To be done: Pick out and copy every line of the entries below that contains the word "statue".

Stored records:
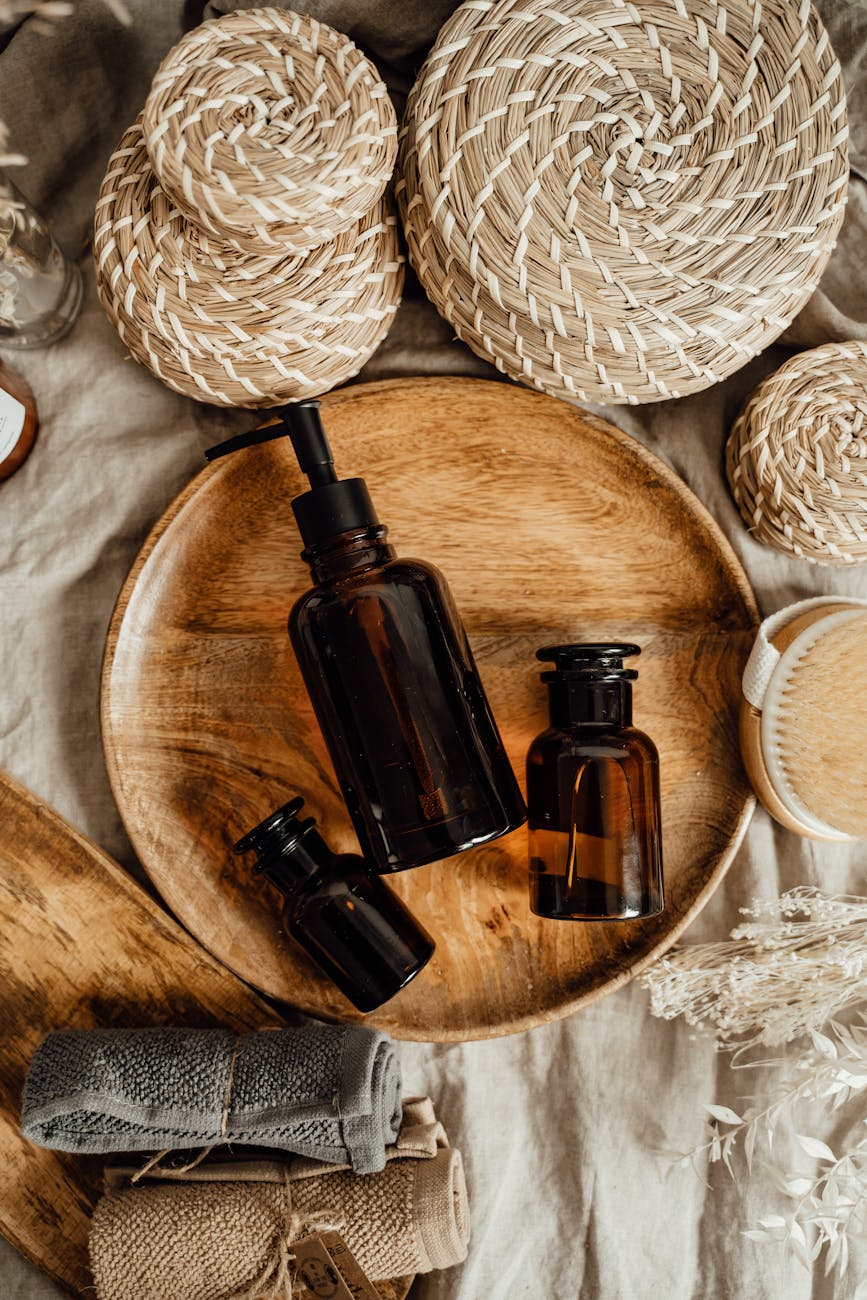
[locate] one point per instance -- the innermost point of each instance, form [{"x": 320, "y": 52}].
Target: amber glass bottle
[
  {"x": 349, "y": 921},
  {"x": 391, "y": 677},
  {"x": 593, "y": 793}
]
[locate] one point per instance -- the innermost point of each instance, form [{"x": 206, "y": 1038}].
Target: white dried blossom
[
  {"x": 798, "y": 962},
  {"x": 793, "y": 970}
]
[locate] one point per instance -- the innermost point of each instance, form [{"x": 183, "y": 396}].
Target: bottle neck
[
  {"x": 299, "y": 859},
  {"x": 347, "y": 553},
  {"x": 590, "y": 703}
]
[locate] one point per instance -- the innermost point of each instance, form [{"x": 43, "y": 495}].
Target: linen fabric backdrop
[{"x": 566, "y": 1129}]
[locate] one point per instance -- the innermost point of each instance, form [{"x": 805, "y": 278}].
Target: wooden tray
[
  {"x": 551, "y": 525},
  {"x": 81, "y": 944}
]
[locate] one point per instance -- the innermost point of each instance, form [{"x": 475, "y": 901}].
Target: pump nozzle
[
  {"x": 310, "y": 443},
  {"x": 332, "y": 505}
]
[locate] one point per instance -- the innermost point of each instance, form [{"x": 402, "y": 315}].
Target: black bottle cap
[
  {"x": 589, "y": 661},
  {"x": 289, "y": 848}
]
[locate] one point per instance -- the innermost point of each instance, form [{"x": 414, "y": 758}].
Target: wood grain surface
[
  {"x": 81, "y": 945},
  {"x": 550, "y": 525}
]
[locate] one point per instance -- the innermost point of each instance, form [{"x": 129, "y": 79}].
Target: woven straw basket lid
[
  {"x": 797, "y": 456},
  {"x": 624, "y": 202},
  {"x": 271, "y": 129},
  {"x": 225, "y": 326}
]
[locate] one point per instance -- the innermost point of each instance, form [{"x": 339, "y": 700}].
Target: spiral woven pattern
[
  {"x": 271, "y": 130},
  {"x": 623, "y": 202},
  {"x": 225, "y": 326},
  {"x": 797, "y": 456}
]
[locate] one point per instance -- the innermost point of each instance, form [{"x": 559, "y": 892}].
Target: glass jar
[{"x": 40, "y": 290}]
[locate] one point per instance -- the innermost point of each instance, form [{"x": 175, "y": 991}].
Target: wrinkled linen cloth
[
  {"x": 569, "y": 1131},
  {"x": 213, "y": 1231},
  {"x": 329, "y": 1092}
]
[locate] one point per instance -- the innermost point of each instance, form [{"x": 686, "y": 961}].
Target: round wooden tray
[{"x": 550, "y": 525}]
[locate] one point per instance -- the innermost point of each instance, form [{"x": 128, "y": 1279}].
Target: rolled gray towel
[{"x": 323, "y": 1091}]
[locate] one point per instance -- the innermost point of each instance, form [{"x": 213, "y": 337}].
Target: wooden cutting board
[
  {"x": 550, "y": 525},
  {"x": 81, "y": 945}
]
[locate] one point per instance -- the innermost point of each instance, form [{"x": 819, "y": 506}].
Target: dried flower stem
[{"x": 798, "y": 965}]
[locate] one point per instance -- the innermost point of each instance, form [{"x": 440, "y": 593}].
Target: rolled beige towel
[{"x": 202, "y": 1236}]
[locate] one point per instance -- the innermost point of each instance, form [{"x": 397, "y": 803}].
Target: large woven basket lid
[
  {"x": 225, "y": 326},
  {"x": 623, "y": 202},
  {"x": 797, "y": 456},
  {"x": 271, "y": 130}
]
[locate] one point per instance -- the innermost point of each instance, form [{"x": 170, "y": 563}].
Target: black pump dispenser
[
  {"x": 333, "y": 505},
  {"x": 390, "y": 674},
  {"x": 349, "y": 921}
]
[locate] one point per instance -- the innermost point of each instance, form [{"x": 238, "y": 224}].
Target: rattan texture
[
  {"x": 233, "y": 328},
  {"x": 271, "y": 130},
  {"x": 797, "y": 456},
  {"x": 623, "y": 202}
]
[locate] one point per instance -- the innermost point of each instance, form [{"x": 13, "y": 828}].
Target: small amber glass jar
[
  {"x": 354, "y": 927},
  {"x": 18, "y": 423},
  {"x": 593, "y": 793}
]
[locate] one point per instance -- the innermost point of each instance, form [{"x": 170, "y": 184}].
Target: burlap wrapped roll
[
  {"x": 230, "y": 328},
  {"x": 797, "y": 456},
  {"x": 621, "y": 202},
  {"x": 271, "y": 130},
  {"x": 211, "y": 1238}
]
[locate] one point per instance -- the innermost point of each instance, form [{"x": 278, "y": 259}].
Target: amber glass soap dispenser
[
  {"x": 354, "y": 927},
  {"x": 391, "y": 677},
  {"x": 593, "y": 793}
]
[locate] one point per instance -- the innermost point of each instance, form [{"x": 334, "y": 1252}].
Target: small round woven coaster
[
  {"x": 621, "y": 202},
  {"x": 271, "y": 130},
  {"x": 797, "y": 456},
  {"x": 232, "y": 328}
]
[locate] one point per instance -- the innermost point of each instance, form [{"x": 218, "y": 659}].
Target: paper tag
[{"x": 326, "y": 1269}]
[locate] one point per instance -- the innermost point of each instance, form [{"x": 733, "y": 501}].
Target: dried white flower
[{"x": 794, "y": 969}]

* * *

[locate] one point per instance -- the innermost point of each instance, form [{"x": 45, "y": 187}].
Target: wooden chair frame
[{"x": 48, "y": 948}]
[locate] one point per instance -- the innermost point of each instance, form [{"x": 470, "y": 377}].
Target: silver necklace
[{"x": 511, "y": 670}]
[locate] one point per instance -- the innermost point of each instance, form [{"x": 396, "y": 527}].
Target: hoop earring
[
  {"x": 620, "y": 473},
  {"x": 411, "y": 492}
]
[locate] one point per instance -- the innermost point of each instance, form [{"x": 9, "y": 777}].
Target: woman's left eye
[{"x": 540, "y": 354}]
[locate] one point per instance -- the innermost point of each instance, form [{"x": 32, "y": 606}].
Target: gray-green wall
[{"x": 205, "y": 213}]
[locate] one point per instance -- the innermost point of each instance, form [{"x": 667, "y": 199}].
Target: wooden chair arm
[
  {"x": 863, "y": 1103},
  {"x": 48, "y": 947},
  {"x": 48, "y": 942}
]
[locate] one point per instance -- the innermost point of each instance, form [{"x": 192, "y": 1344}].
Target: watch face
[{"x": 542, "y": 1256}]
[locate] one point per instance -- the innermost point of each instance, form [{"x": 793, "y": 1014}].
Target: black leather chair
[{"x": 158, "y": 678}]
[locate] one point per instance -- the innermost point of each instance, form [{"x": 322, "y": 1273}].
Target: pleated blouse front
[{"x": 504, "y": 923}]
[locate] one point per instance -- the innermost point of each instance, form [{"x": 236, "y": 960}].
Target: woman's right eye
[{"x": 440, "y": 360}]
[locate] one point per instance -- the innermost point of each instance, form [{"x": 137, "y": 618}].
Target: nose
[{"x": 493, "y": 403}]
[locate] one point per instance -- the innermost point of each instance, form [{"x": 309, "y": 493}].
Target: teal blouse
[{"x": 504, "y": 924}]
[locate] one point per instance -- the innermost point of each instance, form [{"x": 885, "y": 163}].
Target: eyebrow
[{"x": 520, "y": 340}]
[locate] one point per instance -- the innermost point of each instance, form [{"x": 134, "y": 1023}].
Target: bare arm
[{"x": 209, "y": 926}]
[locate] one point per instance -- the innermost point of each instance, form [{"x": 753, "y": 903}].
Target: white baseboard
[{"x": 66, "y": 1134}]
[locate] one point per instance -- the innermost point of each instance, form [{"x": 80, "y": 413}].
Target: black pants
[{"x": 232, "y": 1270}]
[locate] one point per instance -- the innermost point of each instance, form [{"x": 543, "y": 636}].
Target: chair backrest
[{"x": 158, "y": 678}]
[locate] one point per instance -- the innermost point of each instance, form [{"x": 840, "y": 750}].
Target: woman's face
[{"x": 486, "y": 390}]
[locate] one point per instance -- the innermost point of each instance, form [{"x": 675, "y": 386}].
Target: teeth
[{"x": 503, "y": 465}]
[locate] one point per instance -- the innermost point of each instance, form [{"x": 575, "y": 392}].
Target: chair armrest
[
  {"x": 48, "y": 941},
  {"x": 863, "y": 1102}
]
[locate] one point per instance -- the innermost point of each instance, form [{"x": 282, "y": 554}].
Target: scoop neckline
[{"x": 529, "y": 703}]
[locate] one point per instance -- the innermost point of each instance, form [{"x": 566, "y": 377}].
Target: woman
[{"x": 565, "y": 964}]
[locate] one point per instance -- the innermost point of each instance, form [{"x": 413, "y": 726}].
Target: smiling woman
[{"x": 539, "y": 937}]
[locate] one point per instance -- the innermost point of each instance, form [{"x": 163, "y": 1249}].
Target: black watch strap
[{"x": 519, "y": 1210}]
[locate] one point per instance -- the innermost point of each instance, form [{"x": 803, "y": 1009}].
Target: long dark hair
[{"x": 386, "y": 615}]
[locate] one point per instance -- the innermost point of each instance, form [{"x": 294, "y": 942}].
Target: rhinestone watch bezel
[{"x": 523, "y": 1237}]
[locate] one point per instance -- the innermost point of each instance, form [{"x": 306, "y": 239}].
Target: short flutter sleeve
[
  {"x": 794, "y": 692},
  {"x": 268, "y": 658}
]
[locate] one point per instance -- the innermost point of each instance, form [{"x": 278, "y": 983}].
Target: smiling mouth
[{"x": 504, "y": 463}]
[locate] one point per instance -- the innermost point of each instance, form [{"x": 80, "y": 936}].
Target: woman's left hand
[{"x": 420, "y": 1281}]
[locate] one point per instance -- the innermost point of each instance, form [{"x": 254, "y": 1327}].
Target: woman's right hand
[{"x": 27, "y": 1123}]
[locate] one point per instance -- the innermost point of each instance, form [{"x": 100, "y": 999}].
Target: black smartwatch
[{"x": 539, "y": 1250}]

==

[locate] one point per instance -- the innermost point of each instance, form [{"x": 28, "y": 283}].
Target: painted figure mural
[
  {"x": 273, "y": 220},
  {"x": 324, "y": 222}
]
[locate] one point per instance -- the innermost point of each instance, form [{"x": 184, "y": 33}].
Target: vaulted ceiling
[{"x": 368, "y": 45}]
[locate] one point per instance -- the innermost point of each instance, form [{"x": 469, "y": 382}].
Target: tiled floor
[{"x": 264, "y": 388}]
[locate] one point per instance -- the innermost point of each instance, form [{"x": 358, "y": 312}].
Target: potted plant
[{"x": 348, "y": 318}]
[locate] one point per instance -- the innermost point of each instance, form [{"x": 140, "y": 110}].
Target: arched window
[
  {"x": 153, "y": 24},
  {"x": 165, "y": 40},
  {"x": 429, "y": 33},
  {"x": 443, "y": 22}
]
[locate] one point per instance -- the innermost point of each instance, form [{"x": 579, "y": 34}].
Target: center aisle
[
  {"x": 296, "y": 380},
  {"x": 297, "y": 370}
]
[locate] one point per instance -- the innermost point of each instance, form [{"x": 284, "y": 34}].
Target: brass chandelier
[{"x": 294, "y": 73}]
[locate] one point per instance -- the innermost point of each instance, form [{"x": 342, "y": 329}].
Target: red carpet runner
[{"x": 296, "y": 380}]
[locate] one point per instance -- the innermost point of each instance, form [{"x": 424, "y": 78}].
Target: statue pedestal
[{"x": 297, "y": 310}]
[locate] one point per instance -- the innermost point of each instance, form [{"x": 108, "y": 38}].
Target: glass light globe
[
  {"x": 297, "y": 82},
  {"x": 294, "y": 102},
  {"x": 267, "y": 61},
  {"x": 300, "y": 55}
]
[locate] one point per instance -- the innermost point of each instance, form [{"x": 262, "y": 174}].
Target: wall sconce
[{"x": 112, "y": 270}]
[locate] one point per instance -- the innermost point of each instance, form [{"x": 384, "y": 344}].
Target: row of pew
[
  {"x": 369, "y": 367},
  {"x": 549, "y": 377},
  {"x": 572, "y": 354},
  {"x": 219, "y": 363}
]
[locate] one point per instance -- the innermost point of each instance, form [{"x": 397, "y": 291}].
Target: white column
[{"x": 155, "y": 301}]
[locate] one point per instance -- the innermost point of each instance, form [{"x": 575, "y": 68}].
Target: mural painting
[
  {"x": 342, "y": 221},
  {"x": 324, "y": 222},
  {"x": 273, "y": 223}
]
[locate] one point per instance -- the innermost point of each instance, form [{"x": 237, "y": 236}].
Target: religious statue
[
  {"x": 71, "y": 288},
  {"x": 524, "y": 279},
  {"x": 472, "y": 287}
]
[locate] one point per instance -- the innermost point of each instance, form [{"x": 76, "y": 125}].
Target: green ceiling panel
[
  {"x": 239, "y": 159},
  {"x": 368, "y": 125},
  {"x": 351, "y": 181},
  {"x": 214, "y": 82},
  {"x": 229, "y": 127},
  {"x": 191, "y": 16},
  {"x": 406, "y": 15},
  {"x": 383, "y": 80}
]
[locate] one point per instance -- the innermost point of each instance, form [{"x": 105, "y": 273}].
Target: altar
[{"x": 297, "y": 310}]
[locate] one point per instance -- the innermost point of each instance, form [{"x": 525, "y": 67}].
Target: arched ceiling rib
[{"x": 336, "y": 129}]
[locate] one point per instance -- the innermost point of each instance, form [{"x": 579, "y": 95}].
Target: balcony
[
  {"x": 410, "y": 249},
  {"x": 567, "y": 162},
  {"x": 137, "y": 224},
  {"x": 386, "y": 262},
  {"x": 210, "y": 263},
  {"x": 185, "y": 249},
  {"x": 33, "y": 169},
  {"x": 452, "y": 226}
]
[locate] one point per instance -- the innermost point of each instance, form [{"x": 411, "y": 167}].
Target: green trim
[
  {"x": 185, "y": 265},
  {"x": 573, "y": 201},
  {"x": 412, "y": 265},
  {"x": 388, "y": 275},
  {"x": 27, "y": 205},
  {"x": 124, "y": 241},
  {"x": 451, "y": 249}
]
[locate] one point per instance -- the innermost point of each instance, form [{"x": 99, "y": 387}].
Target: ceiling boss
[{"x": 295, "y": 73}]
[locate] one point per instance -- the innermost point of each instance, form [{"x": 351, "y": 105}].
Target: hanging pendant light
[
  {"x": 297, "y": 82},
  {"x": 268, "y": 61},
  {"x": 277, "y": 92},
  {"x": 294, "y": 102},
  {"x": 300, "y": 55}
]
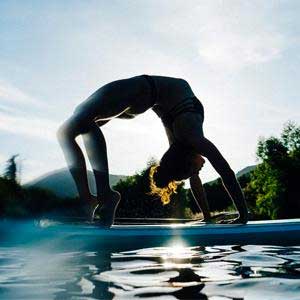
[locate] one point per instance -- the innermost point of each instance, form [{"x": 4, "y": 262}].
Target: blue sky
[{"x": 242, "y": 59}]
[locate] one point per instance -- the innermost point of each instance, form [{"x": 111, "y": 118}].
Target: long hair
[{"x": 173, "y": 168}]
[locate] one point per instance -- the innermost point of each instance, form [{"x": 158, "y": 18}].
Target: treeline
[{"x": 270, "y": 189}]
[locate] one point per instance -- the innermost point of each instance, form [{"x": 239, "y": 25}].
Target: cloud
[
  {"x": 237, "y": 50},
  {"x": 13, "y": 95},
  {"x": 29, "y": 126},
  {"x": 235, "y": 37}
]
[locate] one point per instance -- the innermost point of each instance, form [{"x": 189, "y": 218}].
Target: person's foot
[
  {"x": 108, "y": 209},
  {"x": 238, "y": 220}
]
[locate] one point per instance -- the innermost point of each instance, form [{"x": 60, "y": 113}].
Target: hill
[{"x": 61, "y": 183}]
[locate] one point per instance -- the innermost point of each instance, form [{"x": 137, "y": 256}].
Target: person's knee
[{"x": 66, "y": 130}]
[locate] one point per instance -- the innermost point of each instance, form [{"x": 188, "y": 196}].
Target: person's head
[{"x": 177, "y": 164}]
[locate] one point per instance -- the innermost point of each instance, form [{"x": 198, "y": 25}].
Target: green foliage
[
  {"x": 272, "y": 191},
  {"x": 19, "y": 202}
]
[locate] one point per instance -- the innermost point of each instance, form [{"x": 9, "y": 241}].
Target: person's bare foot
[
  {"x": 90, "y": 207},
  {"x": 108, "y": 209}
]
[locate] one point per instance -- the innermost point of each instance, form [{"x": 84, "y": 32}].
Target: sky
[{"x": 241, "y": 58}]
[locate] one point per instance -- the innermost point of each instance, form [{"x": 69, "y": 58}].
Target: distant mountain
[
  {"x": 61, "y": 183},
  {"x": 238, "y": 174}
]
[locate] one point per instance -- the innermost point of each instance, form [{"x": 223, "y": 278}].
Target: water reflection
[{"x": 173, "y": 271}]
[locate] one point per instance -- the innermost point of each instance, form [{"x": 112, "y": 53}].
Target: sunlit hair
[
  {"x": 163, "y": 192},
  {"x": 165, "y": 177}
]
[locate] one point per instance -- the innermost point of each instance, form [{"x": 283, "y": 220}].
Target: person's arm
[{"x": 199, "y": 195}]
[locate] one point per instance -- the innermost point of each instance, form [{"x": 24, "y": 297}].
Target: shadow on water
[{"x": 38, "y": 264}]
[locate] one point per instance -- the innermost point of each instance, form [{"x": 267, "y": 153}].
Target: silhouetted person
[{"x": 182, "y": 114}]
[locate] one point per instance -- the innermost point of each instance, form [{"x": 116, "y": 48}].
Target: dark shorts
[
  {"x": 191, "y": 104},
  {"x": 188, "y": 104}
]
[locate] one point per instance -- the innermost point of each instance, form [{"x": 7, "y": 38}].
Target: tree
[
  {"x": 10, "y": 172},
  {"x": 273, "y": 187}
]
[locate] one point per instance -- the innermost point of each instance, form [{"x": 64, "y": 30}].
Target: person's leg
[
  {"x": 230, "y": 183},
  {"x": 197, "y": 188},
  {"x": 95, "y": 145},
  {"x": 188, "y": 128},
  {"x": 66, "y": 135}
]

Exercise answer:
Target: statue pedestal
Target: religious statue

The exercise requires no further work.